Task instructions:
Type out the lines below exactly, pictures excluded.

Input data:
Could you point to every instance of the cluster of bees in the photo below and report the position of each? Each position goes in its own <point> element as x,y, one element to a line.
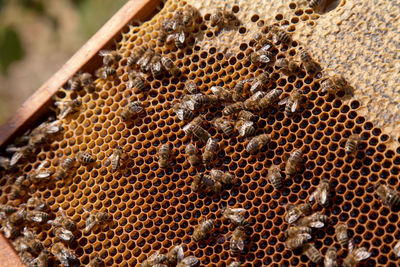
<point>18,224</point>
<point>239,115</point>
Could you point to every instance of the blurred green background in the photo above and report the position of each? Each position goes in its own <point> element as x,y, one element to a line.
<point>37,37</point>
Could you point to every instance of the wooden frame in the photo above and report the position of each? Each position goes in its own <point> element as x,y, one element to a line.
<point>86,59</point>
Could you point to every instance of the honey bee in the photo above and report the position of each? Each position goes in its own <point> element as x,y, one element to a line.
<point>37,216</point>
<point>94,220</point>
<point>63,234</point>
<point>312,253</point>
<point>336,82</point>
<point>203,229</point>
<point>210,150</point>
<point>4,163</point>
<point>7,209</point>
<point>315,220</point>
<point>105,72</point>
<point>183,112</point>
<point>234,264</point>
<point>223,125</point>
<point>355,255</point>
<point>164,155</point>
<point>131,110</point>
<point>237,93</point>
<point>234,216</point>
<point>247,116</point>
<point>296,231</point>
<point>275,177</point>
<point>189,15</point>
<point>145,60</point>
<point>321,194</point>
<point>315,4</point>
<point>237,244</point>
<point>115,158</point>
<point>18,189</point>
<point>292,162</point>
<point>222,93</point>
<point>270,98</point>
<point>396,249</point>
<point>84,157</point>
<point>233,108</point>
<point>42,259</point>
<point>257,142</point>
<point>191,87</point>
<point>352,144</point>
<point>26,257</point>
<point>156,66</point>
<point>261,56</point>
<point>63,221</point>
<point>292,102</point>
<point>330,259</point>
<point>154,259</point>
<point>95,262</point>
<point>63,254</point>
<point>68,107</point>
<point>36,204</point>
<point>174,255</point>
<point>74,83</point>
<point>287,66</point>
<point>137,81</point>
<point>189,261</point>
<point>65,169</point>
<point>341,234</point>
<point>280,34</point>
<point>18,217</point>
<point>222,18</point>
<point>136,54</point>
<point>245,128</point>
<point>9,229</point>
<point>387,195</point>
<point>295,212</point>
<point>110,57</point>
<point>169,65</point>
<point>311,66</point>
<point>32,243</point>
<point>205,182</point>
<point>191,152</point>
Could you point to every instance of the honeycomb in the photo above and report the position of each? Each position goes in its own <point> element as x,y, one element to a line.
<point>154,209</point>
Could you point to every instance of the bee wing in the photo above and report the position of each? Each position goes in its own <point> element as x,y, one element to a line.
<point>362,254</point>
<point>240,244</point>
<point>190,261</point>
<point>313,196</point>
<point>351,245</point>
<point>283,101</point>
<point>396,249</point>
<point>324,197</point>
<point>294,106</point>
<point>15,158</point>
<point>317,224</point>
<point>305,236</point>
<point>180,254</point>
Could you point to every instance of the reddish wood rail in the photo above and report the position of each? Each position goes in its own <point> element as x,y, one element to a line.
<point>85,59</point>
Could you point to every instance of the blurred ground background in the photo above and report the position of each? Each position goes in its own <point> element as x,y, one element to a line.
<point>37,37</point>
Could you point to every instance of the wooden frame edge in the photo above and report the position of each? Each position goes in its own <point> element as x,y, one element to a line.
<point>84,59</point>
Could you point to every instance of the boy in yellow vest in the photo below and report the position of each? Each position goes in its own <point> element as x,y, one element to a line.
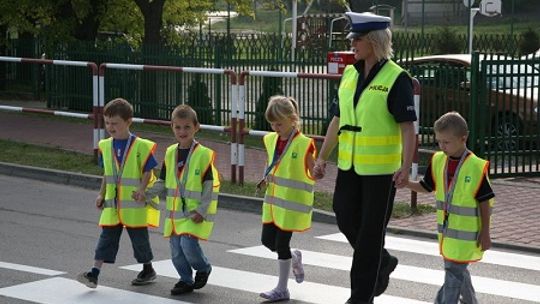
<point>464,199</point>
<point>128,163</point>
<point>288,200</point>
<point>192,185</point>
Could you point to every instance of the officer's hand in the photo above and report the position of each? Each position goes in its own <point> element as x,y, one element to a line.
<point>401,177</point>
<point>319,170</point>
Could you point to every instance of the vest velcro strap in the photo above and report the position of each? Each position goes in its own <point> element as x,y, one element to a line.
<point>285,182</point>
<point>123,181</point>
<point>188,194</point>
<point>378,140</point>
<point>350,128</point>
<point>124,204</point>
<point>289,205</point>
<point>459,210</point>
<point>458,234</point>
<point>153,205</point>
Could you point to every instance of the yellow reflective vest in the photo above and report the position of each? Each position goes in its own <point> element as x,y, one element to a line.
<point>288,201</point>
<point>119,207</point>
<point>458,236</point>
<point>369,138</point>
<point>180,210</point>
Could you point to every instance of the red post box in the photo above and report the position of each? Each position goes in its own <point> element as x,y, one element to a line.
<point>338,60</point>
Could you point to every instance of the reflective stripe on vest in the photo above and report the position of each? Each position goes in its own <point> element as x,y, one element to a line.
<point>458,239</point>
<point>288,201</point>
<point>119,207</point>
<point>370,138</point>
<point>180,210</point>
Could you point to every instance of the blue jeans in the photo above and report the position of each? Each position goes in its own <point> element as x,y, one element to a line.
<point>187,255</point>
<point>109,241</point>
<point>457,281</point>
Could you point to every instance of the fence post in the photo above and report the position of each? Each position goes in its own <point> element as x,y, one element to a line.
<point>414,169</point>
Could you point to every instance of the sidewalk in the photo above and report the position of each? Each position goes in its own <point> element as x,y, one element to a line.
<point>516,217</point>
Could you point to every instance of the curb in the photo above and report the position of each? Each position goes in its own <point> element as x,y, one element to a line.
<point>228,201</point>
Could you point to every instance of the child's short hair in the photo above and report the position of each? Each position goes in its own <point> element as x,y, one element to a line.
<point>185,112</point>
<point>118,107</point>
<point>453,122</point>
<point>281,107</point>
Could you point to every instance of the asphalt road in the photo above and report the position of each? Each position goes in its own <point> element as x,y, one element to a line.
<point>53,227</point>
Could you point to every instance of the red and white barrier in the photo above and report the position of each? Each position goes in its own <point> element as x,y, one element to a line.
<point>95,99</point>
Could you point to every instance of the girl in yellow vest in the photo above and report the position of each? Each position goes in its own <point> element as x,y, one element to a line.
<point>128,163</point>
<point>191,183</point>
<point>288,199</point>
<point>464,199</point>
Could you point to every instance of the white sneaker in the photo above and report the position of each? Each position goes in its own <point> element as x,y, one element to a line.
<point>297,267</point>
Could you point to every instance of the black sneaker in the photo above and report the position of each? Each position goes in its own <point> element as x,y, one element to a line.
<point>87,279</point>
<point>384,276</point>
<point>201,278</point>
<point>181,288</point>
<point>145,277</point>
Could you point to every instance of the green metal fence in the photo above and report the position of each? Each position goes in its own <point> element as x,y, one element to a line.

Solution for this problem:
Could you point to every instance of the cluster of bees in the photo below and report the position of each? Each position goes in its own <point> element as x,y, one element to a line.
<point>18,224</point>
<point>239,115</point>
Could you point to every instance of the blurred green background in the photo above and report the position of each? Each position goes in its own <point> element as x,y, one element to a line.
<point>37,37</point>
Could you point to every instance of the wooden frame in the photo above and report the position of each? Each position goes in its own <point> element as x,y, one element to a line.
<point>86,59</point>
Could you point to every instance of the honey bee in the photo above and report the position of each? Each position goes in its own <point> element as x,y, one element to a line.
<point>37,216</point>
<point>94,220</point>
<point>63,234</point>
<point>312,253</point>
<point>336,82</point>
<point>203,229</point>
<point>210,150</point>
<point>4,163</point>
<point>7,209</point>
<point>315,220</point>
<point>105,72</point>
<point>183,112</point>
<point>234,264</point>
<point>223,125</point>
<point>355,255</point>
<point>164,155</point>
<point>131,110</point>
<point>237,93</point>
<point>234,216</point>
<point>247,116</point>
<point>296,231</point>
<point>275,177</point>
<point>189,15</point>
<point>145,60</point>
<point>321,194</point>
<point>315,4</point>
<point>237,244</point>
<point>115,158</point>
<point>18,189</point>
<point>292,162</point>
<point>222,93</point>
<point>270,98</point>
<point>396,249</point>
<point>84,157</point>
<point>233,108</point>
<point>42,259</point>
<point>257,142</point>
<point>191,87</point>
<point>352,144</point>
<point>26,257</point>
<point>156,66</point>
<point>261,56</point>
<point>63,221</point>
<point>292,102</point>
<point>330,259</point>
<point>154,259</point>
<point>95,262</point>
<point>63,254</point>
<point>68,107</point>
<point>36,204</point>
<point>174,255</point>
<point>74,83</point>
<point>287,66</point>
<point>137,81</point>
<point>189,261</point>
<point>65,169</point>
<point>341,234</point>
<point>280,34</point>
<point>18,217</point>
<point>222,18</point>
<point>136,54</point>
<point>245,128</point>
<point>9,229</point>
<point>387,195</point>
<point>295,212</point>
<point>110,57</point>
<point>169,65</point>
<point>311,66</point>
<point>32,243</point>
<point>205,182</point>
<point>191,152</point>
Could you point to every instance of the honeycomb in the photo above and report the position of each? Each position goes in its own <point> element as x,y, one element to a line.
<point>154,209</point>
Could you point to every instance of the bee wing in the photo above and report the position of each? Each position goes in its own <point> element as x,y, one element to a line.
<point>362,254</point>
<point>240,244</point>
<point>190,261</point>
<point>313,196</point>
<point>351,245</point>
<point>283,101</point>
<point>396,249</point>
<point>324,197</point>
<point>294,106</point>
<point>15,158</point>
<point>317,224</point>
<point>305,236</point>
<point>180,254</point>
Could you point to every instance of the reddish wood rail in the photo above and report the position of each? Each position goes in its own <point> element as x,y, one element to a line.
<point>85,59</point>
Could you point to every instance of the blurred ground background in the photo above and report the position of each? Each position goes in its own <point> element as x,y, one element to a line.
<point>37,37</point>
Could you point to every instance of the wooden frame edge in the photo above and report the position of each? Each position goes in its own <point> element as x,y, one element to a line.
<point>84,59</point>
Could you point to every instance of the boy in yellow vest in the photo below and report the position of each? Each position goes in its own <point> element as x,y, one element to a line.
<point>464,199</point>
<point>128,163</point>
<point>288,200</point>
<point>192,185</point>
Could you point to every instance of the officer's hand in the photo above and report the position of each? Each position goes in its own <point> element as x,y, one element to a line.
<point>401,177</point>
<point>319,170</point>
Could you point to every instance of the vest velcro strap in the photo above and report the position of each? Each position goes in its own <point> element as x,y, one element to a line.
<point>285,182</point>
<point>123,181</point>
<point>188,194</point>
<point>378,140</point>
<point>350,128</point>
<point>124,204</point>
<point>289,205</point>
<point>459,210</point>
<point>458,234</point>
<point>153,205</point>
Could you point to every instance of the yellow reflective vest in the photo above and report the position of each? Each position goes in its own <point> element as x,y, one element to a line.
<point>288,201</point>
<point>119,207</point>
<point>458,236</point>
<point>369,138</point>
<point>180,210</point>
Could you point to every instance of the red post box in the photo above and report the position of each? Each position goes in its own <point> element as x,y, one element to a line.
<point>338,60</point>
Could you point to every instance of the reflective stripe on vest in the photo above and report the position of each? Each position goes in its own <point> element as x,y, one element to a line.
<point>458,239</point>
<point>288,201</point>
<point>119,207</point>
<point>370,138</point>
<point>180,210</point>
Could you point to every instance of the blue jeans in the photo above and report the position of each? Each position goes in its own <point> element as x,y, one element to a line.
<point>187,255</point>
<point>109,241</point>
<point>457,281</point>
Could you point to every instance of the fence post in the photo above and report the position of each? Each position goes in its own <point> element as x,y, one element to a line.
<point>414,169</point>
Could you point to every instance of the sidewalk in the photo above and report the position of each? Each position goes in its own <point> element as x,y, one element to a line.
<point>516,217</point>
Could you point to every instance of the curb in the photo above and report the position of each? Each position goes in its own <point> element as x,y, one element to a line.
<point>228,201</point>
Could you point to every instance of the child's short hair in the photo above and report the position of each? Each position goes in its own <point> element as x,y, one element to a line.
<point>185,112</point>
<point>118,107</point>
<point>453,122</point>
<point>281,107</point>
Could you point to every instance of the asphalt road in the photo above and report the position of each? Each position goes in its own <point> element as x,y, one element to a line.
<point>53,227</point>
Could you point to every instance of the red and white barrier in the photo above and report the position of each? Each position goes in its own <point> element as x,y, one element to a line.
<point>95,99</point>
Could you point to every instance of the girl in yellow vest in the photo above and report the position of each? Each position goes in its own <point> element as x,y, one element to a line.
<point>128,163</point>
<point>191,183</point>
<point>288,199</point>
<point>464,199</point>
Could you point to every instance of the white sneaker in the photo above and report the position of each? Each position goes in its own <point> element as x,y, one element to a line.
<point>297,267</point>
Could you point to every instance of the black sneaker in the photo above and report the position of each? Each position goes in its own <point> element as x,y, one element to a line.
<point>87,279</point>
<point>384,276</point>
<point>201,278</point>
<point>181,288</point>
<point>145,277</point>
Could you point to every instance of the green metal fence in the photo above and report the position of each? Each position goes in its own <point> element as x,y, one element to a line.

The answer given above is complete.